Request
Exactly as given, write out the lines from the one containing "Practice step: locate the wristwatch" through the end of the listing, with both ends included and nothing else.

** start Data lines **

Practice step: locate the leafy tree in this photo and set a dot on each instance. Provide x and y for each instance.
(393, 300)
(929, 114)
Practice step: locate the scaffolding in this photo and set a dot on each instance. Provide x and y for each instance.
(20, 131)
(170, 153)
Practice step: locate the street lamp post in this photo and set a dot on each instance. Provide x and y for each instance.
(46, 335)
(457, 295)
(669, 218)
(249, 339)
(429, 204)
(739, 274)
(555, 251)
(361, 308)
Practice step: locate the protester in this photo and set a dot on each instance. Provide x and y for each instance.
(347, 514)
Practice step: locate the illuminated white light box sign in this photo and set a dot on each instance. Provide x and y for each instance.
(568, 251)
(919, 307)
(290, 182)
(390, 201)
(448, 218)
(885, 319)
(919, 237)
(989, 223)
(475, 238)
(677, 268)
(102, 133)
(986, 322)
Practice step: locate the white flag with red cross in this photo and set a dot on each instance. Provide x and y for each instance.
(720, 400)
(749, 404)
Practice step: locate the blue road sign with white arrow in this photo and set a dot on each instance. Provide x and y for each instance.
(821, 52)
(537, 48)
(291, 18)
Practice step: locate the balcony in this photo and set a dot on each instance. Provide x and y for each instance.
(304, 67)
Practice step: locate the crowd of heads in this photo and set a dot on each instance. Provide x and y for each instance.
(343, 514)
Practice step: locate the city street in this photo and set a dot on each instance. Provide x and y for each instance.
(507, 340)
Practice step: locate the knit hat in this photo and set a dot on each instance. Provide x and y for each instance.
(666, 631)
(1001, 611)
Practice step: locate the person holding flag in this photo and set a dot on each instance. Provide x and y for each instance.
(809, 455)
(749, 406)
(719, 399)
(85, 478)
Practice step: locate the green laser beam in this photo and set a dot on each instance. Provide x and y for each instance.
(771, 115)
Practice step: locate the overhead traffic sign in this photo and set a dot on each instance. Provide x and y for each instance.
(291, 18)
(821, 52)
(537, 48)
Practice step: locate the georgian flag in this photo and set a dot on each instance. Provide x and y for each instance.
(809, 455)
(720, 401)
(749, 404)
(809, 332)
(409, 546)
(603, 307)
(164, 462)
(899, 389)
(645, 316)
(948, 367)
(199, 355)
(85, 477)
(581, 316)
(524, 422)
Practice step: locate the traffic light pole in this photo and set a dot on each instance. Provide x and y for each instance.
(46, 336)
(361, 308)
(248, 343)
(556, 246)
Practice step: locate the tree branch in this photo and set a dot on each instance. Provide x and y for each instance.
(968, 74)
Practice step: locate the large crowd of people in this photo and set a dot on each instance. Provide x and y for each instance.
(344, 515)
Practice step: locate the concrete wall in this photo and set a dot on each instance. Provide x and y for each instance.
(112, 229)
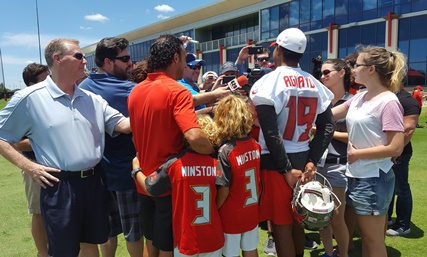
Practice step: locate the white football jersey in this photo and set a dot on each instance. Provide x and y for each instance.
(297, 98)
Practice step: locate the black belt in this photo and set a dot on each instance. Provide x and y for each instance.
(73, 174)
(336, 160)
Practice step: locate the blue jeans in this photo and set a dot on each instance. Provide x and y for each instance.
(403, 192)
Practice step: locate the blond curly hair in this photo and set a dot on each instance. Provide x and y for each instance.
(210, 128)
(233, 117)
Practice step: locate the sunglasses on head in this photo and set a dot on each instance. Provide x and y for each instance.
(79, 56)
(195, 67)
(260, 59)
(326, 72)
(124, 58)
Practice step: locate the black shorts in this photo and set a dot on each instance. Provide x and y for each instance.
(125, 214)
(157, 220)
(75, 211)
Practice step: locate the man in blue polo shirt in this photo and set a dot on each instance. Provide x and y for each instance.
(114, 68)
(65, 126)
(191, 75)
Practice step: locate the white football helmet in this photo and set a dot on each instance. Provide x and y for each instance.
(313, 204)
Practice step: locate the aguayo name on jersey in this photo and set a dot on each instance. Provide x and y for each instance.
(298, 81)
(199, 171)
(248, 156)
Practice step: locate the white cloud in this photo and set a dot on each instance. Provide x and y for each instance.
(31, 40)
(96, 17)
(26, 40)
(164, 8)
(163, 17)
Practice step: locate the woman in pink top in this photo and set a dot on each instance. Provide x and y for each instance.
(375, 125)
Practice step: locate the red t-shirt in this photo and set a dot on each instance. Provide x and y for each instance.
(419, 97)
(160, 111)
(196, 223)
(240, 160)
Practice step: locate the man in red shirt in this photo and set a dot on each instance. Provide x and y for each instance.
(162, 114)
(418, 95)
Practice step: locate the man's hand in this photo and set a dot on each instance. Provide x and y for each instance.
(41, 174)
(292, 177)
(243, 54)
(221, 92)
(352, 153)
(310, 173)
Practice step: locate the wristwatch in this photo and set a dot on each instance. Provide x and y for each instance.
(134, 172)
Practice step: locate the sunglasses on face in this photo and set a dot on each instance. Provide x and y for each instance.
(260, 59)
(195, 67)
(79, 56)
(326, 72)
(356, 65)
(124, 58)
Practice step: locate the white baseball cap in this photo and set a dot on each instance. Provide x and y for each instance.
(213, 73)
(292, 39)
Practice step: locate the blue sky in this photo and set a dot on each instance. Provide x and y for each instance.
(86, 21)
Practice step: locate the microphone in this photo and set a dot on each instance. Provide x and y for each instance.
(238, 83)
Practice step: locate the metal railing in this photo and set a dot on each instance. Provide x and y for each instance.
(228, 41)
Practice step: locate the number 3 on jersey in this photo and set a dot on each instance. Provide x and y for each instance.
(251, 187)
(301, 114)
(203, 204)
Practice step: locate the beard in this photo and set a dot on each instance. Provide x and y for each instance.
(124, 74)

** end Data lines **

Task output
Practice step: locate the wristwatch in this photo and set a dot on each instance. Provide x and y for each instance.
(134, 172)
Practice step: locate the sunglasses on face in this photo and set a dot on each instance. Provide x and y for each instance.
(260, 59)
(195, 67)
(79, 56)
(326, 72)
(356, 65)
(124, 58)
Practice step: locate the white baseball cap in this photo and set a dot on each instance. Provide x and y for each instance.
(213, 73)
(292, 39)
Practice step: locate the blue sky in this photo and set a dot on each instance. Provide x and y for each instance.
(86, 21)
Practice step: locate the microphone in this photo and set a dot on each instance. Provide x and y for each instance.
(238, 83)
Practice step: locate the metal railing in this photo and set a dot on each instance. Provide x and y for each instance.
(228, 41)
Practice step: locate the number 3 on jersey in this photo and set a dot on each instance. Provide x and y for each instance.
(251, 187)
(301, 114)
(203, 204)
Practice step: locate the beard in this photo and set a dot on each instance. Provide x and y for each instance.
(124, 74)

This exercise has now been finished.